Excerpted passage
________________________________________
Negotiation is the art of letting other people have your way
I’ve been investing a lot of my time into sales training books and programs these days. My favorite sales coach is Grant Cardone, aka Uncle G. I’ve listened to all of his books via Audible.com and I love the content on there.
One of the key things I learned from him is to always agree with the other party in negotiations.
You’re probably thinking,
Then how do you win in the negotiation if you agree with the other party?
Here’s the key. Your agreement is just you acknowledging the other party’s statement or position. For example: if a buyer says “that dress is too expensive”, you say “I agree” which means you agree that the buyer thinks the dress is too expensive but the buyer never asked for your opinion. You might think it’s cheap, but you agreeing to the buyer’s statement helps the buyer feel that you are acknowledging their opinion.
Or you may also think the dress is expensive and agree that you think it’s expensive as well. Consumers buy expensive things all the time. Companies wouldn’t price their products that way if no one was gonna buy them.
But anyway, in life and in business and in relationships, always agree with the other party. By agreeing with the other party, you are positioning yourself in their shoes. You are not necessarily advocating that you support their opinion, but it doesn’t matter, your goal is to have the other party feel acknowledged. Show some empathy!
But Gary, what if they’re way off? And just flat out wrong?!
________________________________________
Exercise set
A - Name the areas of life in which the negotiation piece says to always agree with the other party.
B - Carry the negotiation piece forward from its last line, in the same casual first-person voice.
The records play no part in what comes next.
________________________________________
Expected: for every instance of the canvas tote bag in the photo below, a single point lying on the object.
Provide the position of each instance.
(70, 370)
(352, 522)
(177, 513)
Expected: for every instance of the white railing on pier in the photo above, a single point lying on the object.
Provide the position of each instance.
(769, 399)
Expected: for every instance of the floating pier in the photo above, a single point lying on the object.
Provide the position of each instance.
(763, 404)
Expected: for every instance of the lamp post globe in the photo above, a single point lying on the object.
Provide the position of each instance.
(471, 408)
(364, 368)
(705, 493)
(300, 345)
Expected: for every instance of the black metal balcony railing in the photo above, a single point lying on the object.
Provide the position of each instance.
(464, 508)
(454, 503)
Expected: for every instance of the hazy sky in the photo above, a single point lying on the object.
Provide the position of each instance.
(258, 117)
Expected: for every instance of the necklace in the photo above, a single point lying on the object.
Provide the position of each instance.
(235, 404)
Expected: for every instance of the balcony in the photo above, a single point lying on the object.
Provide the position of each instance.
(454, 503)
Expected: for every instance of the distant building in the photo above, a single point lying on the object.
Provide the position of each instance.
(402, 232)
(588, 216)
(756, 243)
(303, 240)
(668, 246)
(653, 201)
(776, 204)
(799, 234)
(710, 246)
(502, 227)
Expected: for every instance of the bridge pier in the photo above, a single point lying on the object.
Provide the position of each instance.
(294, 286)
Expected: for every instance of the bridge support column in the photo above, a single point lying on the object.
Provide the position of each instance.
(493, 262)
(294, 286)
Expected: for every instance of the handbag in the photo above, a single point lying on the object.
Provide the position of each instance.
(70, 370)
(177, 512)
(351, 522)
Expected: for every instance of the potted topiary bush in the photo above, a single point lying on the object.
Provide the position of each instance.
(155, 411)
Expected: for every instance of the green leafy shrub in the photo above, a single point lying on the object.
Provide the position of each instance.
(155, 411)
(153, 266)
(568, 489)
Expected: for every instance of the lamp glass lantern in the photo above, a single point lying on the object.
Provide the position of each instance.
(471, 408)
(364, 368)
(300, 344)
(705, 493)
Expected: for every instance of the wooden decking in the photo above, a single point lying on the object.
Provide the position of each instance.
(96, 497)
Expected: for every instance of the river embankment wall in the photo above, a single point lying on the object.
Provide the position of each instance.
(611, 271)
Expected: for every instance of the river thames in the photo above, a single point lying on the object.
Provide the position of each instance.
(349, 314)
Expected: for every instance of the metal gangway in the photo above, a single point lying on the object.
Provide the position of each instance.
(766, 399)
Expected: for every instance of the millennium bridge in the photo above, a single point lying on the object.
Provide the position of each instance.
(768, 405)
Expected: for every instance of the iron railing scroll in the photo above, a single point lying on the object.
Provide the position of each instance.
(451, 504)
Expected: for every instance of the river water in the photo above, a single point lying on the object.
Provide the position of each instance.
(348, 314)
________________________________________
Per-task outputs
A - Life, business, and relationships.

B -
Well, what you do is you stand on their side first, then it’ll make the next step so much easier. Once you’ve agreed to the other party’s opinion. They are then feeling acknowledged and understood. Then you can begin to bring a different perspective on the issue. If a buyer wants to buy a property that’s worth $700,000 but think it’s overpriced and wants to offer $650,000, your first step is to agree. “I agree, Sir, I understand.” The other party will be like, “Really? You think so too?” and that’s when you say “Sir, based on the comparables that have sold recently, homes such as this one has sold for around $700,000. But I understand Sir if you think it’s worth $650,000.”
See what I did here? I just pointed out the evidence that destroys their opinion that it’s worth $650,000. I showed the buyer that their offer doesn’t make sense without having to say “your offer is too low Sir, the house is worth $700,000!” When the buyer sees the evidence, and realizes that their opinion is perhaps wrong, they’ll logically come to the conclusion that maybe their evaluation of the property’s value is not accurate. Often buyers will confuse what they’re willing to pay and what the property is worth. A property may be worth $700,000 but there will be the rare buyer that may just hate the location, floor plan, etc… and would only pay $500,000 to live there.
And when the buyer comes to their own conclusion that maybe they need to pay $700,000, it is MUCH, MUCH, MUCH more powerful than if you tell them “Sir, it’s worth $700,000, you need to pay $700,000”. This concept is very powerful. When someone tells you something, it means SOMETHING. When you yourself tell yourself something, it means EVERYTHING.
Think about it.
Think of the times people have advised you that you should quit smoking or you should workout or you should eat better or… and you ignored their advice. But the moment, you came to the realization, “Man… I think I need to quit smoking.” or “Man… I need to start exercising” or “I need to eat a healthier diet”, that is when CHANGE TRULY OCCURS.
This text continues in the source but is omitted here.